ABOUT THIS EXERCISE:
Find each line of the data below that contains the string "negative", treating uppercase and lowercase letters as different, and copy every such line in full.

RECORD EXTRACTS:
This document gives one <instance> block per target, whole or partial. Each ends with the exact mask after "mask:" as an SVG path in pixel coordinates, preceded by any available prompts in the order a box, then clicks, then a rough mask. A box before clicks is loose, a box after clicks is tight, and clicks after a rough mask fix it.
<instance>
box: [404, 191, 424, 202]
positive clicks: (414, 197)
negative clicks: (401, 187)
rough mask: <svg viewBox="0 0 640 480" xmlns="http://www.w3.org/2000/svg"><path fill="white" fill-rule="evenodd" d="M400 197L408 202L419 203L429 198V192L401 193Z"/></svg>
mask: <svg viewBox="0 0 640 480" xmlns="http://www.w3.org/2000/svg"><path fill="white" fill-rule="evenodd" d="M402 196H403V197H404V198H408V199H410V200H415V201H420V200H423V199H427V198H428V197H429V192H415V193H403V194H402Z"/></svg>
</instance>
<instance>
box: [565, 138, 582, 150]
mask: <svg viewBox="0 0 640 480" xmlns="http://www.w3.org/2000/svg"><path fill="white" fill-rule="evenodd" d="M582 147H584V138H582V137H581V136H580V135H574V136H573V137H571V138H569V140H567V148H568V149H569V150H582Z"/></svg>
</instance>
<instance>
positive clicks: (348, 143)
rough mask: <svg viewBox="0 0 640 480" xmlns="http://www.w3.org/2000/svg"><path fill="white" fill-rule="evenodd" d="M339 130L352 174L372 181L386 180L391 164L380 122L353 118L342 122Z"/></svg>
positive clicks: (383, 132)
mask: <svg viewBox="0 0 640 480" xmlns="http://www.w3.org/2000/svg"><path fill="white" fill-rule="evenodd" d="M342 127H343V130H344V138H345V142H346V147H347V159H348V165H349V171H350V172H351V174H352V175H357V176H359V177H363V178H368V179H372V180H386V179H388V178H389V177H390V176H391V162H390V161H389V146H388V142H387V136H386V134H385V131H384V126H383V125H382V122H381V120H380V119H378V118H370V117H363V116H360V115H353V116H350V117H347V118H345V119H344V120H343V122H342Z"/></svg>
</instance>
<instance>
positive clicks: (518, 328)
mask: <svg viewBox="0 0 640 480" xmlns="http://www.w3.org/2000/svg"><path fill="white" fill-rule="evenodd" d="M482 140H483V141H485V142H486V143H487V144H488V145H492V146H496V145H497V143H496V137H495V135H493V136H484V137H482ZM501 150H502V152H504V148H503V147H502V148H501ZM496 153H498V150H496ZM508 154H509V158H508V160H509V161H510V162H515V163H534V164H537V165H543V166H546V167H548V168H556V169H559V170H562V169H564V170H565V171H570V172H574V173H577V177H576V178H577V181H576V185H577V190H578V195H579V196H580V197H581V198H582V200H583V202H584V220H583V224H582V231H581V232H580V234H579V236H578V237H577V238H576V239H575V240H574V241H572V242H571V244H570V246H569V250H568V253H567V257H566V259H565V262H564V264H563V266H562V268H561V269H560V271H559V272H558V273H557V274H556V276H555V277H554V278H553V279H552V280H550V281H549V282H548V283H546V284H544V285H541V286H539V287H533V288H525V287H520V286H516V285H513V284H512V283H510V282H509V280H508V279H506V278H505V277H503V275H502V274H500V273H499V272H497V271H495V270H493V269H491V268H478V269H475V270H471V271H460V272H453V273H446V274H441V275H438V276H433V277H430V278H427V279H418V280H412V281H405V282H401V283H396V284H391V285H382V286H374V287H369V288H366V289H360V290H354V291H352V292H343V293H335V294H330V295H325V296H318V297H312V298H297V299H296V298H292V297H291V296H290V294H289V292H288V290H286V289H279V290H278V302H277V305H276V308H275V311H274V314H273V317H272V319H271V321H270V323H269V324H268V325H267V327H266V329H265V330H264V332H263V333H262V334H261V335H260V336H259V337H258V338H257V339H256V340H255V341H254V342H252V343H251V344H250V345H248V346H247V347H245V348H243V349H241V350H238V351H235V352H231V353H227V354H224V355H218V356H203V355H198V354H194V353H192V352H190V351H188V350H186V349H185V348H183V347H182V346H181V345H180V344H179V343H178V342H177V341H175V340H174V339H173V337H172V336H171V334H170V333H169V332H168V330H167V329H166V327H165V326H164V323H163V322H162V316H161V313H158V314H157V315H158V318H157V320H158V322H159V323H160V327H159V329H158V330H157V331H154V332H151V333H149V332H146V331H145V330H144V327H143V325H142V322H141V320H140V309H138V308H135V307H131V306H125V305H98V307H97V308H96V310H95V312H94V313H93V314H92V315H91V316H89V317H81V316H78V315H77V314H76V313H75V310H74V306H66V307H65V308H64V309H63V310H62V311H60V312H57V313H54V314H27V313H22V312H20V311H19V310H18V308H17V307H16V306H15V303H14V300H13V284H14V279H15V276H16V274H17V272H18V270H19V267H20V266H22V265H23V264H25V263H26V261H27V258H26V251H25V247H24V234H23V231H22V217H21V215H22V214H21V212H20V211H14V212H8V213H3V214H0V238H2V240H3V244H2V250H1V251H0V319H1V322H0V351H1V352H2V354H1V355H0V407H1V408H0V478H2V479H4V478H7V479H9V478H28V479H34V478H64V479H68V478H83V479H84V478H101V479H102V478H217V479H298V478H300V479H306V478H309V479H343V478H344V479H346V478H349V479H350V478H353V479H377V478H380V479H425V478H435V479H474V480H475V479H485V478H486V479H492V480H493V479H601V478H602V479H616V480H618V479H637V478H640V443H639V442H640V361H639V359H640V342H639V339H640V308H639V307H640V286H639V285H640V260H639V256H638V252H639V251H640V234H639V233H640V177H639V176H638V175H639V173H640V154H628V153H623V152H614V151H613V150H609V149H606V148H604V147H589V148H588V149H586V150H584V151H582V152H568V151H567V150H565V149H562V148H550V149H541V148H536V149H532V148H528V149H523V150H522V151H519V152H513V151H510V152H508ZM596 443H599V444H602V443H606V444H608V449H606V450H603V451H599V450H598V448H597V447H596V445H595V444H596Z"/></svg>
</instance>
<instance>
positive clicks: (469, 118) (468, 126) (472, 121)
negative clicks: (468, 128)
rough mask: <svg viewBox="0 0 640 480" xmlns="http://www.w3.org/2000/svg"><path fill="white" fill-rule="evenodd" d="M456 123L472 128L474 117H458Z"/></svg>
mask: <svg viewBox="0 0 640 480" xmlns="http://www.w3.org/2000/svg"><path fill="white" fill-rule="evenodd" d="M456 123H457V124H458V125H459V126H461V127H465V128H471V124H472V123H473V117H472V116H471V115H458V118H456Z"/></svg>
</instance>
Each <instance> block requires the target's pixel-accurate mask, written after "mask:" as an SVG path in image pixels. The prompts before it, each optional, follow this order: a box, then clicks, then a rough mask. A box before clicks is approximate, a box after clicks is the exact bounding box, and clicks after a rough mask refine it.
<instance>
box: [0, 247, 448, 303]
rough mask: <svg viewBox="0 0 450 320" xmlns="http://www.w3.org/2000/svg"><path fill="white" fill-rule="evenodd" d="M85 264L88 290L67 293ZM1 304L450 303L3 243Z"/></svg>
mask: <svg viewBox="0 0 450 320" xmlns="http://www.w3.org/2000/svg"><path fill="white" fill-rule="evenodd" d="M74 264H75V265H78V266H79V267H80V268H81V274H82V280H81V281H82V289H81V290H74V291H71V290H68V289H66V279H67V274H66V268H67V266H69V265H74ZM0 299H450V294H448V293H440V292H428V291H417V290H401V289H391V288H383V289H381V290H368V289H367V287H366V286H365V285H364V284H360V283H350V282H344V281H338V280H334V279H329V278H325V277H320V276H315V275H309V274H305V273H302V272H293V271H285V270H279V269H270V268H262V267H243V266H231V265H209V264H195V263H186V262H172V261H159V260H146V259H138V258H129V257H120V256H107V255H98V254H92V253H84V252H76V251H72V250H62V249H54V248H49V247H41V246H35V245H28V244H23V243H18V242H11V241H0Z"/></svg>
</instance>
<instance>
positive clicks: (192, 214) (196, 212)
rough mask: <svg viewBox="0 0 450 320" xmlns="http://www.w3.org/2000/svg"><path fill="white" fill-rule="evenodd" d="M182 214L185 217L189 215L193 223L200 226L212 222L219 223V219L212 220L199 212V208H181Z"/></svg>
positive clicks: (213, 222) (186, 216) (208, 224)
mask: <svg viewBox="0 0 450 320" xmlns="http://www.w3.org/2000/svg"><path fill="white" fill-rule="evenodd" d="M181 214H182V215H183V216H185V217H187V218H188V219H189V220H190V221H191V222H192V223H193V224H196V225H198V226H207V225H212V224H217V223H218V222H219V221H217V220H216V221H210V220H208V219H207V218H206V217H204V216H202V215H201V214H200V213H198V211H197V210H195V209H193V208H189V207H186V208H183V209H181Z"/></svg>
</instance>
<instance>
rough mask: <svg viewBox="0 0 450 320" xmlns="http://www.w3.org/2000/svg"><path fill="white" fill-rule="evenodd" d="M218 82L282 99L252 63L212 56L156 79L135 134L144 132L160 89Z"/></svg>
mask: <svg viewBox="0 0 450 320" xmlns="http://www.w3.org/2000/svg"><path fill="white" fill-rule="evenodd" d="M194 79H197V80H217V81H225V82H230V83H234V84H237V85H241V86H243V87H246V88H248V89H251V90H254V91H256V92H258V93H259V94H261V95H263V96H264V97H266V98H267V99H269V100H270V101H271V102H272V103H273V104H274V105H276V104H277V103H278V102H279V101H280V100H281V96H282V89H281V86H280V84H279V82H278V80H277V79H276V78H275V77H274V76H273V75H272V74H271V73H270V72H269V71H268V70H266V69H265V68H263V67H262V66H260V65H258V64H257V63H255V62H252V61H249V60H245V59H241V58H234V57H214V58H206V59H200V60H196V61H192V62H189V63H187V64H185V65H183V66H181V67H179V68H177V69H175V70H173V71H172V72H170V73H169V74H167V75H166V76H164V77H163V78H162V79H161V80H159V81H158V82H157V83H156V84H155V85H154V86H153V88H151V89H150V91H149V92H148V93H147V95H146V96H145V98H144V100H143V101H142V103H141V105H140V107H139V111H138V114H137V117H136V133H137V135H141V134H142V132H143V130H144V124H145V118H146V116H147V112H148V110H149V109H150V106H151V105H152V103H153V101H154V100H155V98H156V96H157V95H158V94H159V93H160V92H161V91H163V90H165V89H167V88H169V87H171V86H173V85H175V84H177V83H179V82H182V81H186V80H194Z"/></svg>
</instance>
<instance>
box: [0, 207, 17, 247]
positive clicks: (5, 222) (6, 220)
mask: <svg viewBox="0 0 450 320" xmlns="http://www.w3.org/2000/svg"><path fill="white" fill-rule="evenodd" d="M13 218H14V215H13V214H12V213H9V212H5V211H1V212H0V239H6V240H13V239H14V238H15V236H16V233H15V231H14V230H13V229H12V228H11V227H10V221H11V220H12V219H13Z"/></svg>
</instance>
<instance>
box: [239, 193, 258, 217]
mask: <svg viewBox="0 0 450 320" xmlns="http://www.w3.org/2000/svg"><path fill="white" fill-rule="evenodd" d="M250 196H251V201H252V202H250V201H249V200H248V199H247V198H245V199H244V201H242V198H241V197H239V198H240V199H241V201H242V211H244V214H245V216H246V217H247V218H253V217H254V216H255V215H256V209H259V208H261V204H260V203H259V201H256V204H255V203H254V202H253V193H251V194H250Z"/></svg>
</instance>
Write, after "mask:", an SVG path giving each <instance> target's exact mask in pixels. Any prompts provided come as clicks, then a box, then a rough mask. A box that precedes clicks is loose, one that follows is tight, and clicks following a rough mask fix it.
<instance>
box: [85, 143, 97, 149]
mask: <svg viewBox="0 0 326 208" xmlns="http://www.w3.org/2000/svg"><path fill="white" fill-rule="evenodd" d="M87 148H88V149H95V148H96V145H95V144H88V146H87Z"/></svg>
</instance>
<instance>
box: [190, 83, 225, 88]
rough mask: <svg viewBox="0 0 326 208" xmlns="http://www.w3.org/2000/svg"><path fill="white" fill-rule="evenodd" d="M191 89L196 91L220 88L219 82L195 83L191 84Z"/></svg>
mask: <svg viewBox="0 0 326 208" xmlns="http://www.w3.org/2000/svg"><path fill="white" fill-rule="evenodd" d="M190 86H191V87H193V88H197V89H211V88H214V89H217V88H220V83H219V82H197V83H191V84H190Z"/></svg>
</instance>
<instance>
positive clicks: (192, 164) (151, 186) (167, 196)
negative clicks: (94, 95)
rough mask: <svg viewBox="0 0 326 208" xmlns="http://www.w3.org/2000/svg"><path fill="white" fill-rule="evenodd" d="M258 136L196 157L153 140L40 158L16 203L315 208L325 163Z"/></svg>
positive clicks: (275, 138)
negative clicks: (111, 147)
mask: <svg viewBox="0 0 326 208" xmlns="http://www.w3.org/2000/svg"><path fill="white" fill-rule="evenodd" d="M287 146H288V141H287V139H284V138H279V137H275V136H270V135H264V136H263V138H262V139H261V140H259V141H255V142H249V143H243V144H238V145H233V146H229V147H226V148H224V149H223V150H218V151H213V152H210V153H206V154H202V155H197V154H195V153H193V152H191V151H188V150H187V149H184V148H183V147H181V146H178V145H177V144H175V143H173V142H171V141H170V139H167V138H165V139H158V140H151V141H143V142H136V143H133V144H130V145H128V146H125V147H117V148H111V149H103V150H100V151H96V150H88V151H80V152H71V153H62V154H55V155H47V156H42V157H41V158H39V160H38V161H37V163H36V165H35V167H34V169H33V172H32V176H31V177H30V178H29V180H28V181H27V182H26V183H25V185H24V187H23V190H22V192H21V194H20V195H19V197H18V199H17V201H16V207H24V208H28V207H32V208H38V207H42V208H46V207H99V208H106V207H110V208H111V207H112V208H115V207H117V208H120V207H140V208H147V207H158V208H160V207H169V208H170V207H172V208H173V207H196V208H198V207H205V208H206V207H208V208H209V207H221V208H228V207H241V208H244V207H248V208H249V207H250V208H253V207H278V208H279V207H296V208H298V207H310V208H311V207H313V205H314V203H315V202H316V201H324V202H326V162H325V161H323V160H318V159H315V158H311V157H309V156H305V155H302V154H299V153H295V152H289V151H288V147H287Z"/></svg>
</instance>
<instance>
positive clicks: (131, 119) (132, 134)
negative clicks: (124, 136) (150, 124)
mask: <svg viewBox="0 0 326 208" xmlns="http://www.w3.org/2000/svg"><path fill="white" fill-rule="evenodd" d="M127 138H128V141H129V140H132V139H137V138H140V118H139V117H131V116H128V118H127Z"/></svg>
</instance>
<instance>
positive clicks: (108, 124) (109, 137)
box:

RESULT FOR THIS TASK:
negative clicks: (401, 187)
negative clicks: (468, 128)
negative clicks: (94, 95)
negative clicks: (111, 147)
negative clicks: (124, 136) (150, 124)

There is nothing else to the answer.